(Requirements)
Copy out the line containing "Indicate the white vestment" and each line after it, through the last one in the material, exactly as written.

— Start of The records —

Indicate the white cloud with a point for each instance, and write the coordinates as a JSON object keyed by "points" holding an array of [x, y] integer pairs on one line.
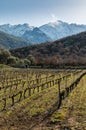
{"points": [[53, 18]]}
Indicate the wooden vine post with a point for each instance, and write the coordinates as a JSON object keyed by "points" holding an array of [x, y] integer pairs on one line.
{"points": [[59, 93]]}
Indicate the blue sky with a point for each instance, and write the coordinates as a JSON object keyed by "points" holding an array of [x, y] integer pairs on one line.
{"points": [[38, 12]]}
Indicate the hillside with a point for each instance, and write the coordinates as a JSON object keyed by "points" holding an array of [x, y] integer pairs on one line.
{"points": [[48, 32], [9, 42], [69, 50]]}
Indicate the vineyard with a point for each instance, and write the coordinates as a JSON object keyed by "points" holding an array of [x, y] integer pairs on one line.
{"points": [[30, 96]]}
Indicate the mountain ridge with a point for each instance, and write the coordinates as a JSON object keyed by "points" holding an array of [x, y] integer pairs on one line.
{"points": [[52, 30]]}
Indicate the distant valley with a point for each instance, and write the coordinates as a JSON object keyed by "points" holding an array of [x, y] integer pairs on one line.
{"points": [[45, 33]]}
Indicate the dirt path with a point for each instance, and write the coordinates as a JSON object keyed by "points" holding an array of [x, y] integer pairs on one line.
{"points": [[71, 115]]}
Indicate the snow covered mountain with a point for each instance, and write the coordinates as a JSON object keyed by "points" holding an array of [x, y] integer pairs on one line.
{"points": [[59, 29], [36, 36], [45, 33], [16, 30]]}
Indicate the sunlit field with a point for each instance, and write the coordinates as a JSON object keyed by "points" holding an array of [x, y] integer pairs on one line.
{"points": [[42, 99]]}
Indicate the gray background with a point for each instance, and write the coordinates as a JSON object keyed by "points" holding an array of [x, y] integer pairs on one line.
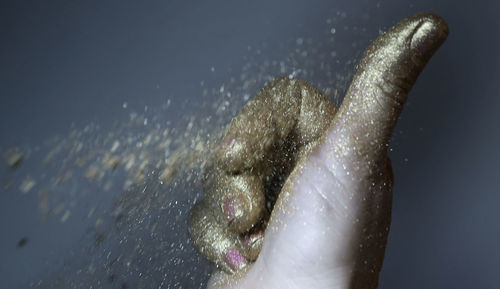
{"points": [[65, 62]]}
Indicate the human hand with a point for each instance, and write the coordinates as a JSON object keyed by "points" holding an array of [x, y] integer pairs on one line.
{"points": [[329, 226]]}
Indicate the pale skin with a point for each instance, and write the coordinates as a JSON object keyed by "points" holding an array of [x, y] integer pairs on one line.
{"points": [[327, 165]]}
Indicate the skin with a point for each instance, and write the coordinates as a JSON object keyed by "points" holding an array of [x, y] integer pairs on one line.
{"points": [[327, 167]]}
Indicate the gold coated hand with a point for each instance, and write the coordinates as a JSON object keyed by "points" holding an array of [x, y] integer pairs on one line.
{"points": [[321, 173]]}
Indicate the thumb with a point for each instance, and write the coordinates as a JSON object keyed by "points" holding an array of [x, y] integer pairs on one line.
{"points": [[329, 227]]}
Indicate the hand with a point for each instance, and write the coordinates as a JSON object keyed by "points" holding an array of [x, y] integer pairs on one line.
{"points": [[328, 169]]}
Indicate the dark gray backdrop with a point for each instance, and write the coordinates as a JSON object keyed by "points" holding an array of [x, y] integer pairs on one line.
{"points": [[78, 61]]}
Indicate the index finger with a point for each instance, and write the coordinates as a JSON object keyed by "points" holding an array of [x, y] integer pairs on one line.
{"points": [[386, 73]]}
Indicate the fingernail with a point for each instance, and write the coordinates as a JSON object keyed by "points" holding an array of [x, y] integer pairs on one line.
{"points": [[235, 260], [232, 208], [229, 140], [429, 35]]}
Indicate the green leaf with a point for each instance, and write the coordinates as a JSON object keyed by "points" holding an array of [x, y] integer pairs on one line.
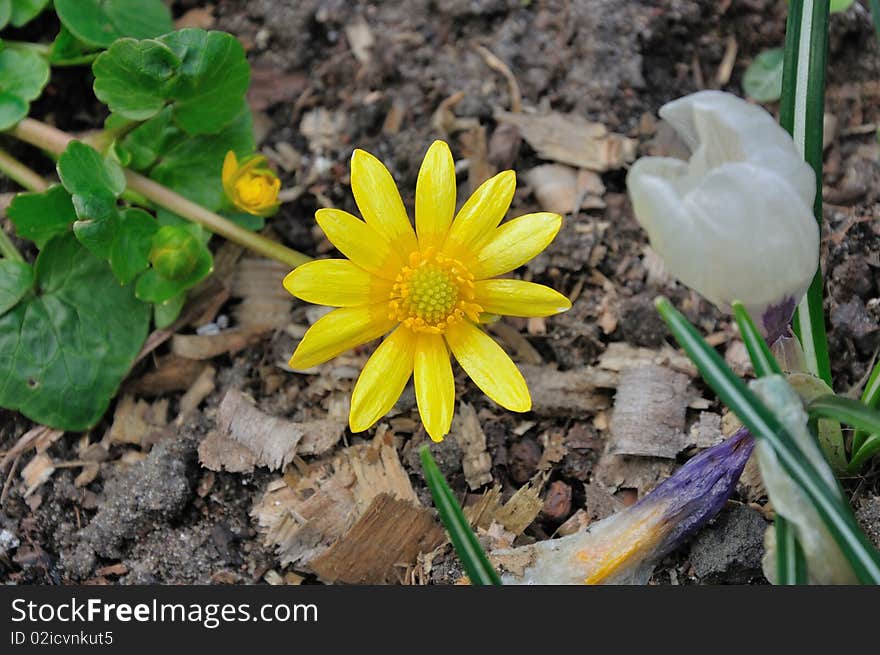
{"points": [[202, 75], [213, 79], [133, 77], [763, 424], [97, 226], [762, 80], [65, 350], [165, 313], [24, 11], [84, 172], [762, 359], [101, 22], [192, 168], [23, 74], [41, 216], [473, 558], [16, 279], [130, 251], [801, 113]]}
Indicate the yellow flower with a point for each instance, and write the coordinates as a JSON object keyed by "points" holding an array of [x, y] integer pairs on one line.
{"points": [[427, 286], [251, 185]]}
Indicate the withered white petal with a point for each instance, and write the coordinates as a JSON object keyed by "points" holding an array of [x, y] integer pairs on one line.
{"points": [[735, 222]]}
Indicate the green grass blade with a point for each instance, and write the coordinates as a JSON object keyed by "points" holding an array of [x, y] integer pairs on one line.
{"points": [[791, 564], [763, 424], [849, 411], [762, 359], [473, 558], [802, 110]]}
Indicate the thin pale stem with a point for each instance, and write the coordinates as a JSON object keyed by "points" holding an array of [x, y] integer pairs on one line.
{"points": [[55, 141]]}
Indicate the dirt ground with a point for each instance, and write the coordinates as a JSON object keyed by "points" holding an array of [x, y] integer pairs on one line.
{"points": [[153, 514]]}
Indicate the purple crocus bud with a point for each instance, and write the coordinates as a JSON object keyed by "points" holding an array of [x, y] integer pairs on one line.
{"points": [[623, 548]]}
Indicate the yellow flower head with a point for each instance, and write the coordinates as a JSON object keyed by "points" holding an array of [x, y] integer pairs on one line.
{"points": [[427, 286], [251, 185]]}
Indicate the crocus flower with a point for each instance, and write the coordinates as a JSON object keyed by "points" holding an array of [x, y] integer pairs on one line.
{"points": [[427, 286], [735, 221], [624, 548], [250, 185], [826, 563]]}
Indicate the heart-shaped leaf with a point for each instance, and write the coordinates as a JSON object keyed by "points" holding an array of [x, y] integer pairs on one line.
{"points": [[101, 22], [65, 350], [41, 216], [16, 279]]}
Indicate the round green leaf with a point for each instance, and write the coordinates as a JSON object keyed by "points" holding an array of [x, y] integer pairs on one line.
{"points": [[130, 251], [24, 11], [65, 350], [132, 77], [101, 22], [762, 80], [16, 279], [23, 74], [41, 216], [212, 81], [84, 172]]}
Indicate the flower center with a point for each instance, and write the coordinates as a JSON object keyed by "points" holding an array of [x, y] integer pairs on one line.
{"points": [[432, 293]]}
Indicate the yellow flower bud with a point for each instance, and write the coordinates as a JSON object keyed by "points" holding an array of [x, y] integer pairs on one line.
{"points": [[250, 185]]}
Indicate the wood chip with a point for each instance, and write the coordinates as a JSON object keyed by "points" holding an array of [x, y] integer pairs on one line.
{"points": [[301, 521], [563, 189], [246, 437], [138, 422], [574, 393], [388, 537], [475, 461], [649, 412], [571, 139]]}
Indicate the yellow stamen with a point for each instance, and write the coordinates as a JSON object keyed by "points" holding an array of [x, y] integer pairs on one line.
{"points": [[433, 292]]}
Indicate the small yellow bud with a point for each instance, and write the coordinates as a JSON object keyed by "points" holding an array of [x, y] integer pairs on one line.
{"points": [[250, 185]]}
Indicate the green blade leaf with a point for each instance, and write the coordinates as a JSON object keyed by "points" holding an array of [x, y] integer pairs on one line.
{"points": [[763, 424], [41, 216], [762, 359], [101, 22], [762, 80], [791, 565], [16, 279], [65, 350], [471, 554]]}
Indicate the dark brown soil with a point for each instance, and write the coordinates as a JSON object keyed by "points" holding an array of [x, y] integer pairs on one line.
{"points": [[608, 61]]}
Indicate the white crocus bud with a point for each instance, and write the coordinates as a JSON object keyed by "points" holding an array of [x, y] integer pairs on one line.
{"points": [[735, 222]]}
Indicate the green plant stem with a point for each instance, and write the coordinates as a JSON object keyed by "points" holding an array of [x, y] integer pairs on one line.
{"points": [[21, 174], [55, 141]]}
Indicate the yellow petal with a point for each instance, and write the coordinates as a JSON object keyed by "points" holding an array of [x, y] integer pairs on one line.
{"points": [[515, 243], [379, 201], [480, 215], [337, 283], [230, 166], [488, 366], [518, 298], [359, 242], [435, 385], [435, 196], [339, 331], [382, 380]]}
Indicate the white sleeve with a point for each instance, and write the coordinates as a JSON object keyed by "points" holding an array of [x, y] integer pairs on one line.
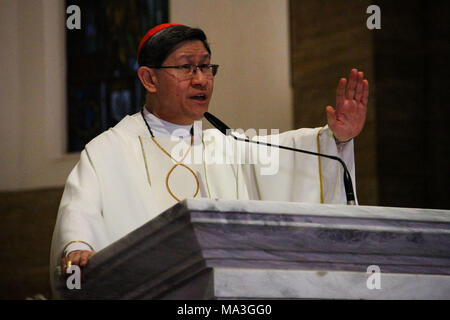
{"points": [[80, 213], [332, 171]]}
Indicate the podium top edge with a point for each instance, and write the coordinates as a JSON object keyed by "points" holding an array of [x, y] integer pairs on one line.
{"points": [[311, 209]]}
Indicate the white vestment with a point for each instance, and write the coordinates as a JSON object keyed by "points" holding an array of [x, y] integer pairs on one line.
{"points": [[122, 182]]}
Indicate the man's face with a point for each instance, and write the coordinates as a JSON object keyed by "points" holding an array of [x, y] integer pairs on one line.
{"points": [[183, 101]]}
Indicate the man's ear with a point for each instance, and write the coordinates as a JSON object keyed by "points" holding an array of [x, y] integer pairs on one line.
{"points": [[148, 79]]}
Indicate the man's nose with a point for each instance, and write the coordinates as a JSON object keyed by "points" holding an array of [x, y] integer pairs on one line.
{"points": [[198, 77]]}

— End of The records —

(Answer to the exercise)
Indicate the white vestment with a point for each instance, and write the coordinates as a JSON object keyed by "points" holding an array of [x, y] integer pairs on one line.
{"points": [[122, 182]]}
Indicate the man's face with a point for each instance, and write the coordinates as a JSON object keyed by "points" holding an array of [x, y] integer pairs on one line.
{"points": [[183, 101]]}
Indicate the man's ear with a point for each instance, and write the coordinates as a JSON object keyed by "points" holding an array of [x, y] integer pairs on one line.
{"points": [[148, 79]]}
Indicate the man's nose with a point for each instance, and write the coordinates as a JSON object keyed by "points" holding an array of [x, y] integer pairs on one line.
{"points": [[198, 77]]}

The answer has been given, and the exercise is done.